AUFGABE. Geben Sie bitte den Abschnitt von "Nun ist es Zeit" bis "es noch geht." aus dem Text über die Geheimdienstüberwachung wieder und ersetzen Sie dabei "Sonderausschuss" durch "Untersuchungsausschuss".

VORGEGEBENER TEXT.

---*---

(zg) Noch vor einer Woche wäre jeder müde belächelt worden, der auch nur einen Abklatsch der Realität hinter vorgehaltener Hand getuschelt hätte. Heute frage ich mich nur noch: Was kommt morgen ans Licht? Wer wurde noch bespitzelt? Was wurde noch abgehört? Welche Grundrechte wurden noch mit Füßen getreten?
Der Kampf gegen den Terrorismus im In- und Ausland ist vollkommen aus dem Ruder gelaufen: Der weltweite Internetverkehr wird durch Programme wie Prism und Tempora ohne Anlass und ohne Hemmungen überwacht. In einem unverständlichen Akt der Paranoia hören die US-Geheimdienste nicht nur die Bürger ihrer befreundeten Nationen in Europa ab, sondern auch gleich deren Regierungen. Alles Terroristen halt.
Sind NSA, CIA und Co. noch unter Kontrolle der Obama-Regierung? Wenn nicht: schlimm genug. Wenn doch: noch schlimmer. Beides entbindet den einstigen Hoffnungsträger Barack Obama aber nicht von seiner Verantwortung, nicht von seinem Eid auf die Verfassung seines Landes, die einst eine vorbildliche war.
Und der BND mischt munter mit und tauscht spannende Daten über ihre Bürger mit den Vereinigten Staaten aus. Kein Wunder, wenn man sie nicht selbst ausspionieren darf. Aber wozu hat man schließlich Freunde? Hatten wir eigentlich nicht auch mal ein vorbildliche Verfassung?
Das Vertrauen ist zerrüttet: Das Vertrauen zwischen Europäern und Amerikanern. Das Vertrauen zwischen Großbritannien und den übrigen EU-Mitgliedsstaaten. Und, am schlimmsten, das Vertrauen zwischen Bürgern und Staat. Und mit was? Mit Recht. Ich sehe keine transatlantische Wertegemeinschaft mehr. Rechtsstaat? Fehlanzeige!
Nun ist es Zeit für uns, die Bürger. Zeit zu handeln. Amerikanern, Briten, überhaupt allen geheimen Diensten müssen Grenzen aufgezeigt werden! Ich fordere daher einen Sonderausschuss im Europäischen Parlament, der die Vorgänge restlos aufklärt und politisch bewertet. Verhandlungen über transatlantische Freihandelsabkommen müssen solange eingefroren werden. Alle Abkommen zum Datenaustausch, die die Piraten aus guten Gründen seit langem kritisieren, müssen sofort ausgesetzt werden. Europa muss die Daten seiner Bürger schützen, so gut es noch geht.

---*---

VORLIEGENDE ANGABEN.
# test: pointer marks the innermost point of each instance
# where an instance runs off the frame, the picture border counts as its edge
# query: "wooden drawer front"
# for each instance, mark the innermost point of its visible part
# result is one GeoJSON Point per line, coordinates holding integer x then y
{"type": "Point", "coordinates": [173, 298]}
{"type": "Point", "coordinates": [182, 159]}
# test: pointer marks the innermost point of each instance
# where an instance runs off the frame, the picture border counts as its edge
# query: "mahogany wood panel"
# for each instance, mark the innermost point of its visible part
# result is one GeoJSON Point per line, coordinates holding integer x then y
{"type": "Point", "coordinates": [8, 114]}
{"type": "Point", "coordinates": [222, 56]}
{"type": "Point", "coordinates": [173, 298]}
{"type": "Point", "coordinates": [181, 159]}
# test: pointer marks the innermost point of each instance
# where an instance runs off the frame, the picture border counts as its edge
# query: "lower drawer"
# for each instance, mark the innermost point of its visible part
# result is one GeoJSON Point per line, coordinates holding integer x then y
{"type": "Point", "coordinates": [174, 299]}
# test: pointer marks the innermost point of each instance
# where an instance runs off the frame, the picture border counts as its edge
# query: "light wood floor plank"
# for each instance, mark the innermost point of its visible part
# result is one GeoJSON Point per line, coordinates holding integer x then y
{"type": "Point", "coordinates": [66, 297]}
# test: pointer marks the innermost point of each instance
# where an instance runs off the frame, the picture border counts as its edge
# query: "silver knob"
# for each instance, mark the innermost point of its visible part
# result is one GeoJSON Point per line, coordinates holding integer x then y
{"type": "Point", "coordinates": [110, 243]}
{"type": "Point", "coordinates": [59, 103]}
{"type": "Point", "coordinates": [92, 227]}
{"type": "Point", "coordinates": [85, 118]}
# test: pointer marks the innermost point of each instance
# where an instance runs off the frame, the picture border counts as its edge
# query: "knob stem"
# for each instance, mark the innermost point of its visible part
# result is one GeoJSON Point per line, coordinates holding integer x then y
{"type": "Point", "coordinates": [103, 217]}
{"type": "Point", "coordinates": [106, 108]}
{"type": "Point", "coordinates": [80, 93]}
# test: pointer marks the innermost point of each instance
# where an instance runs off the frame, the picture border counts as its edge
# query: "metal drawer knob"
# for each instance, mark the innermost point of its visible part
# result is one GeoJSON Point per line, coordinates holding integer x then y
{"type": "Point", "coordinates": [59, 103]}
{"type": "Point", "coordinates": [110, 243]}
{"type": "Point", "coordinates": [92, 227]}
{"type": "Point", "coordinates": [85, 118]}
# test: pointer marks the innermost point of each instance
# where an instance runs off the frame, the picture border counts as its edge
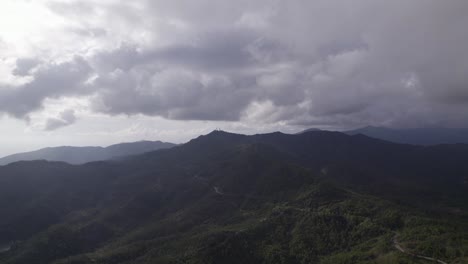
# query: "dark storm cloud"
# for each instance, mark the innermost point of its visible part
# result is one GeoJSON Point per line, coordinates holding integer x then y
{"type": "Point", "coordinates": [340, 63]}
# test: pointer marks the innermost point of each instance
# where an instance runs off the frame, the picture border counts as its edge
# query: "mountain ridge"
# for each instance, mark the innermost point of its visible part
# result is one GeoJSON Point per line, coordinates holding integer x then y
{"type": "Point", "coordinates": [80, 155]}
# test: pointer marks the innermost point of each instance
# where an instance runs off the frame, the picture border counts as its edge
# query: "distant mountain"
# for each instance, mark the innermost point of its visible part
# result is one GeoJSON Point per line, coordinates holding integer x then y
{"type": "Point", "coordinates": [415, 136]}
{"type": "Point", "coordinates": [81, 155]}
{"type": "Point", "coordinates": [316, 197]}
{"type": "Point", "coordinates": [310, 130]}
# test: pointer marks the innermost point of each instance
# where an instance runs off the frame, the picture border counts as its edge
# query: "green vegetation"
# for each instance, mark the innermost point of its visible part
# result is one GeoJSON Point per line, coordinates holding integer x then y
{"type": "Point", "coordinates": [226, 199]}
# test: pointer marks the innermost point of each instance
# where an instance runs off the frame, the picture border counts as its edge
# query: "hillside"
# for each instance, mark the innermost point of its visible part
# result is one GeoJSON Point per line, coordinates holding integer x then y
{"type": "Point", "coordinates": [317, 197]}
{"type": "Point", "coordinates": [81, 155]}
{"type": "Point", "coordinates": [416, 136]}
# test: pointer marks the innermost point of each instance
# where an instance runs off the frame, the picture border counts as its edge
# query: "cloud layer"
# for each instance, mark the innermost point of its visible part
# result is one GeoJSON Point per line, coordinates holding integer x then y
{"type": "Point", "coordinates": [308, 63]}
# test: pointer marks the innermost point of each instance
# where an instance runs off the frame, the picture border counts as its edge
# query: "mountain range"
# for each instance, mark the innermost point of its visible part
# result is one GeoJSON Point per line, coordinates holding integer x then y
{"type": "Point", "coordinates": [315, 197]}
{"type": "Point", "coordinates": [415, 136]}
{"type": "Point", "coordinates": [81, 155]}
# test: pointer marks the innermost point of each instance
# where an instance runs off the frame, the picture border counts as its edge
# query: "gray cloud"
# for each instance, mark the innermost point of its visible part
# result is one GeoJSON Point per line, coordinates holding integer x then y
{"type": "Point", "coordinates": [49, 81]}
{"type": "Point", "coordinates": [337, 63]}
{"type": "Point", "coordinates": [64, 118]}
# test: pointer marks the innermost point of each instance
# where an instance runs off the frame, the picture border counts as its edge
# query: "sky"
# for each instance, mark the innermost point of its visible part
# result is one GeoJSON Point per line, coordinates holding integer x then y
{"type": "Point", "coordinates": [101, 72]}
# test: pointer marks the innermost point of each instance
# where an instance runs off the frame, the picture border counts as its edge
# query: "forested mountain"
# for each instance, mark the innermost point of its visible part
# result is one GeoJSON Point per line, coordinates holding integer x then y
{"type": "Point", "coordinates": [81, 155]}
{"type": "Point", "coordinates": [315, 197]}
{"type": "Point", "coordinates": [416, 136]}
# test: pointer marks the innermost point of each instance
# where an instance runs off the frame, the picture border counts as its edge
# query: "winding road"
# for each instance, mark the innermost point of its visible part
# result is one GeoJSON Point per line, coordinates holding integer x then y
{"type": "Point", "coordinates": [398, 246]}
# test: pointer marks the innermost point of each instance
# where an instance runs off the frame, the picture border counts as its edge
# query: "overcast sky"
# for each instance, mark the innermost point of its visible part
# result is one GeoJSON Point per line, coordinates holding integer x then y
{"type": "Point", "coordinates": [104, 71]}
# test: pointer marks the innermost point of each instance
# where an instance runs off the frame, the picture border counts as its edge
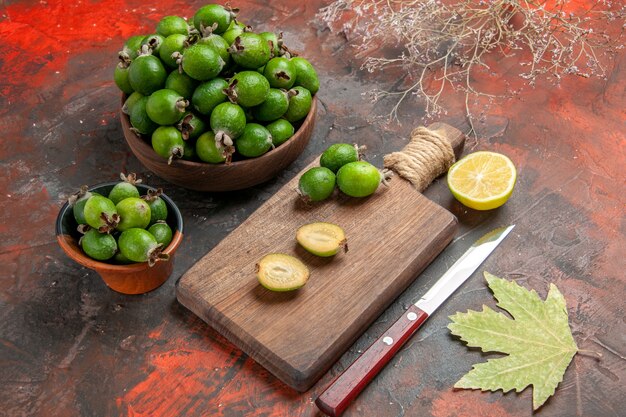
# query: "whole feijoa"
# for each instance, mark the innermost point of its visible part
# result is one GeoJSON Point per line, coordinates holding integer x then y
{"type": "Point", "coordinates": [254, 141]}
{"type": "Point", "coordinates": [316, 184]}
{"type": "Point", "coordinates": [299, 104]}
{"type": "Point", "coordinates": [280, 72]}
{"type": "Point", "coordinates": [358, 179]}
{"type": "Point", "coordinates": [250, 50]}
{"type": "Point", "coordinates": [248, 89]}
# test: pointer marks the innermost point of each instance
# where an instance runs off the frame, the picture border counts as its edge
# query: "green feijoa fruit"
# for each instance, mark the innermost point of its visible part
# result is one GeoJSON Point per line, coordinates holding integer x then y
{"type": "Point", "coordinates": [100, 212]}
{"type": "Point", "coordinates": [191, 127]}
{"type": "Point", "coordinates": [139, 245]}
{"type": "Point", "coordinates": [132, 46]}
{"type": "Point", "coordinates": [130, 102]}
{"type": "Point", "coordinates": [208, 95]}
{"type": "Point", "coordinates": [316, 184]}
{"type": "Point", "coordinates": [181, 83]}
{"type": "Point", "coordinates": [124, 189]}
{"type": "Point", "coordinates": [133, 212]}
{"type": "Point", "coordinates": [208, 150]}
{"type": "Point", "coordinates": [254, 141]}
{"type": "Point", "coordinates": [248, 89]}
{"type": "Point", "coordinates": [167, 141]}
{"type": "Point", "coordinates": [201, 62]}
{"type": "Point", "coordinates": [218, 44]}
{"type": "Point", "coordinates": [171, 44]}
{"type": "Point", "coordinates": [146, 73]}
{"type": "Point", "coordinates": [120, 76]}
{"type": "Point", "coordinates": [299, 104]}
{"type": "Point", "coordinates": [158, 208]}
{"type": "Point", "coordinates": [275, 105]}
{"type": "Point", "coordinates": [358, 179]}
{"type": "Point", "coordinates": [141, 123]}
{"type": "Point", "coordinates": [210, 14]}
{"type": "Point", "coordinates": [338, 155]}
{"type": "Point", "coordinates": [171, 25]}
{"type": "Point", "coordinates": [306, 75]}
{"type": "Point", "coordinates": [274, 41]}
{"type": "Point", "coordinates": [227, 121]}
{"type": "Point", "coordinates": [280, 73]}
{"type": "Point", "coordinates": [166, 107]}
{"type": "Point", "coordinates": [154, 42]}
{"type": "Point", "coordinates": [162, 233]}
{"type": "Point", "coordinates": [281, 130]}
{"type": "Point", "coordinates": [98, 246]}
{"type": "Point", "coordinates": [250, 50]}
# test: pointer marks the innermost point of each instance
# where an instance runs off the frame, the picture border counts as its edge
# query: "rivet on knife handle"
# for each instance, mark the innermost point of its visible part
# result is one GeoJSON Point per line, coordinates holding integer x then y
{"type": "Point", "coordinates": [351, 382]}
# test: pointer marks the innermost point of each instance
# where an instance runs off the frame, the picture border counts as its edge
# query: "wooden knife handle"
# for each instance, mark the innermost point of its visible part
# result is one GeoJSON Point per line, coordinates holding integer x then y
{"type": "Point", "coordinates": [345, 388]}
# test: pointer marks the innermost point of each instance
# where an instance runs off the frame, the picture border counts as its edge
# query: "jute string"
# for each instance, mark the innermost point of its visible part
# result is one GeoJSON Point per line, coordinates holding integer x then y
{"type": "Point", "coordinates": [424, 158]}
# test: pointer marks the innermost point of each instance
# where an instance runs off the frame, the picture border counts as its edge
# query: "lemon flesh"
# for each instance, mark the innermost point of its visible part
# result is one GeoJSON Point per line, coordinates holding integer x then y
{"type": "Point", "coordinates": [482, 180]}
{"type": "Point", "coordinates": [321, 239]}
{"type": "Point", "coordinates": [280, 272]}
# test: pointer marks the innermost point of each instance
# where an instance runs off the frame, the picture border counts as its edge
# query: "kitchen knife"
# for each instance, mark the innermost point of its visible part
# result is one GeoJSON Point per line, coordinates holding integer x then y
{"type": "Point", "coordinates": [334, 400]}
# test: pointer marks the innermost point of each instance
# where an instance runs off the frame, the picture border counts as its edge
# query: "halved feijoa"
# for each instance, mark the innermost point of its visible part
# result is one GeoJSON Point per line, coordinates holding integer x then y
{"type": "Point", "coordinates": [322, 239]}
{"type": "Point", "coordinates": [280, 272]}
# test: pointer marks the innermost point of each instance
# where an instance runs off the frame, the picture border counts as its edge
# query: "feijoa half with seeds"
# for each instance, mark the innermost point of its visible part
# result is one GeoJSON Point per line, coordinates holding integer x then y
{"type": "Point", "coordinates": [281, 272]}
{"type": "Point", "coordinates": [322, 239]}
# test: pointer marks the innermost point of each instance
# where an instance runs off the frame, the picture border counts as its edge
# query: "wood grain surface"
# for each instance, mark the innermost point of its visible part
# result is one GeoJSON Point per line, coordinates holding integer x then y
{"type": "Point", "coordinates": [392, 236]}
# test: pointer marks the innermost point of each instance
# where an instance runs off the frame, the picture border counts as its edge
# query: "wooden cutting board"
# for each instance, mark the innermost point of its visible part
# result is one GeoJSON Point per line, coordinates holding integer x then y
{"type": "Point", "coordinates": [392, 236]}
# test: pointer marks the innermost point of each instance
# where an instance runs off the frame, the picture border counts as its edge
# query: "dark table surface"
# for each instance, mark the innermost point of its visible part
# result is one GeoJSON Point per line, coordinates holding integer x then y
{"type": "Point", "coordinates": [69, 346]}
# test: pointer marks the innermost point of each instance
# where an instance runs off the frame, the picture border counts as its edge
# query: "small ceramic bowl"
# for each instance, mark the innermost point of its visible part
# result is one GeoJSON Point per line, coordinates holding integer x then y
{"type": "Point", "coordinates": [136, 278]}
{"type": "Point", "coordinates": [238, 175]}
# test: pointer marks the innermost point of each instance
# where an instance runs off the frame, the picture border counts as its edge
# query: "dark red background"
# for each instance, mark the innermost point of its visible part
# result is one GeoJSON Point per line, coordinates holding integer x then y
{"type": "Point", "coordinates": [69, 346]}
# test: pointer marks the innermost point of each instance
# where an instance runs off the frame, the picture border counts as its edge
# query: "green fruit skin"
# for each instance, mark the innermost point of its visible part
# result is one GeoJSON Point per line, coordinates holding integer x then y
{"type": "Point", "coordinates": [207, 150]}
{"type": "Point", "coordinates": [280, 72]}
{"type": "Point", "coordinates": [228, 118]}
{"type": "Point", "coordinates": [306, 76]}
{"type": "Point", "coordinates": [120, 77]}
{"type": "Point", "coordinates": [256, 52]}
{"type": "Point", "coordinates": [201, 62]}
{"type": "Point", "coordinates": [134, 212]}
{"type": "Point", "coordinates": [139, 118]}
{"type": "Point", "coordinates": [121, 191]}
{"type": "Point", "coordinates": [212, 13]}
{"type": "Point", "coordinates": [208, 95]}
{"type": "Point", "coordinates": [98, 246]}
{"type": "Point", "coordinates": [358, 179]}
{"type": "Point", "coordinates": [94, 207]}
{"type": "Point", "coordinates": [299, 105]}
{"type": "Point", "coordinates": [158, 210]}
{"type": "Point", "coordinates": [275, 105]}
{"type": "Point", "coordinates": [171, 25]}
{"type": "Point", "coordinates": [251, 88]}
{"type": "Point", "coordinates": [167, 141]}
{"type": "Point", "coordinates": [135, 244]}
{"type": "Point", "coordinates": [162, 233]}
{"type": "Point", "coordinates": [281, 130]}
{"type": "Point", "coordinates": [162, 107]}
{"type": "Point", "coordinates": [173, 43]}
{"type": "Point", "coordinates": [338, 155]}
{"type": "Point", "coordinates": [254, 141]}
{"type": "Point", "coordinates": [317, 183]}
{"type": "Point", "coordinates": [146, 74]}
{"type": "Point", "coordinates": [130, 102]}
{"type": "Point", "coordinates": [181, 83]}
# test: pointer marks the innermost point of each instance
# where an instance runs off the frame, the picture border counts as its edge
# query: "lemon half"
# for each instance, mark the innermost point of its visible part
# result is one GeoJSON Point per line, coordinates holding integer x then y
{"type": "Point", "coordinates": [482, 180]}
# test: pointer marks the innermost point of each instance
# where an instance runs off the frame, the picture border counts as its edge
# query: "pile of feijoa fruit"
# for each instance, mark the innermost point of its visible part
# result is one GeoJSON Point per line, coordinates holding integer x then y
{"type": "Point", "coordinates": [211, 89]}
{"type": "Point", "coordinates": [122, 227]}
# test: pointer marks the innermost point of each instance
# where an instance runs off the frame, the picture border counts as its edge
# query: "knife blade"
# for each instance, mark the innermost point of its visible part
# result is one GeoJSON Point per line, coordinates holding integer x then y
{"type": "Point", "coordinates": [347, 386]}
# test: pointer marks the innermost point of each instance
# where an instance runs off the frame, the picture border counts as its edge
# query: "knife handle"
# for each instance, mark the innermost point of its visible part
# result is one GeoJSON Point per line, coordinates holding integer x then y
{"type": "Point", "coordinates": [347, 386]}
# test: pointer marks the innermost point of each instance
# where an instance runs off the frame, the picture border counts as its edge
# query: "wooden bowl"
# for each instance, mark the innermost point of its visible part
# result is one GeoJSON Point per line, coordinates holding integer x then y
{"type": "Point", "coordinates": [201, 176]}
{"type": "Point", "coordinates": [137, 278]}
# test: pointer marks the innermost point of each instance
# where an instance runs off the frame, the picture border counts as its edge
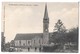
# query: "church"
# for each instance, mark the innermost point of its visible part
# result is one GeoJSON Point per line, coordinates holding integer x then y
{"type": "Point", "coordinates": [34, 41]}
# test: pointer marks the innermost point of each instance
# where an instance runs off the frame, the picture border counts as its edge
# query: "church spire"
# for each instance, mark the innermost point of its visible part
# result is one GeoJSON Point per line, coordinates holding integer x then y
{"type": "Point", "coordinates": [46, 12]}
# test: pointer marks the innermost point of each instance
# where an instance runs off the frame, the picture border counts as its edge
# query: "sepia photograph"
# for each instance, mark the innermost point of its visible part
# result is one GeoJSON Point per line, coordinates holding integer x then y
{"type": "Point", "coordinates": [40, 27]}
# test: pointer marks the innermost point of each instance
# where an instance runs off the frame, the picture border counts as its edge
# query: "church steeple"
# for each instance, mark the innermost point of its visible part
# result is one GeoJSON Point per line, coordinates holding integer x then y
{"type": "Point", "coordinates": [45, 27]}
{"type": "Point", "coordinates": [46, 12]}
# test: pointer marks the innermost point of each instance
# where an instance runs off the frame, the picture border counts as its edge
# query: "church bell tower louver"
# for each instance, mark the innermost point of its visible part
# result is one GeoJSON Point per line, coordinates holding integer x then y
{"type": "Point", "coordinates": [45, 27]}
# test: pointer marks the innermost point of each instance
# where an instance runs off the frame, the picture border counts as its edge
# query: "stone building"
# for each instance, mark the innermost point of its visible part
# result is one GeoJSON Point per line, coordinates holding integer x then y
{"type": "Point", "coordinates": [35, 41]}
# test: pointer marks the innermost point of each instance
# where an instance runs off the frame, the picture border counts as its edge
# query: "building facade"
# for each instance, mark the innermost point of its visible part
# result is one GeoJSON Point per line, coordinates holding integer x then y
{"type": "Point", "coordinates": [36, 41]}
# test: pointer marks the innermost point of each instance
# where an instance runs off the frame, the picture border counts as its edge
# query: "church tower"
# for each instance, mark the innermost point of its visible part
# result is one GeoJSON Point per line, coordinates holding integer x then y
{"type": "Point", "coordinates": [45, 27]}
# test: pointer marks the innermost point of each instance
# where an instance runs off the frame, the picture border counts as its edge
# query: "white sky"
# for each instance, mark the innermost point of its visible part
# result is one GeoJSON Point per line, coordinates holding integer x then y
{"type": "Point", "coordinates": [28, 17]}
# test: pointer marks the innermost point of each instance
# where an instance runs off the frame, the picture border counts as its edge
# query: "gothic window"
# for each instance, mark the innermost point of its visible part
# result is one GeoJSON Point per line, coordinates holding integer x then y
{"type": "Point", "coordinates": [46, 30]}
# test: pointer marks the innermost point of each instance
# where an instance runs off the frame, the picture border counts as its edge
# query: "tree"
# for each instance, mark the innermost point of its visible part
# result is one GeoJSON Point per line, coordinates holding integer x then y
{"type": "Point", "coordinates": [72, 35]}
{"type": "Point", "coordinates": [59, 27]}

---*---

LÖSUNG.
Nun ist es Zeit für uns, die Bürger. Zeit zu handeln. Amerikanern, Briten, überhaupt allen geheimen Diensten müssen Grenzen aufgezeigt werden! Ich fordere daher einen Untersuchungsausschuss im Europäischen Parlament, der die Vorgänge restlos aufklärt und politisch bewertet. Verhandlungen über transatlantische Freihandelsabkommen müssen solange eingefroren werden. Alle Abkommen zum Datenaustausch, die die Piraten aus guten Gründen seit langem kritisieren, müssen sofort ausgesetzt werden. Europa muss die Daten seiner Bürger schützen, so gut es noch geht.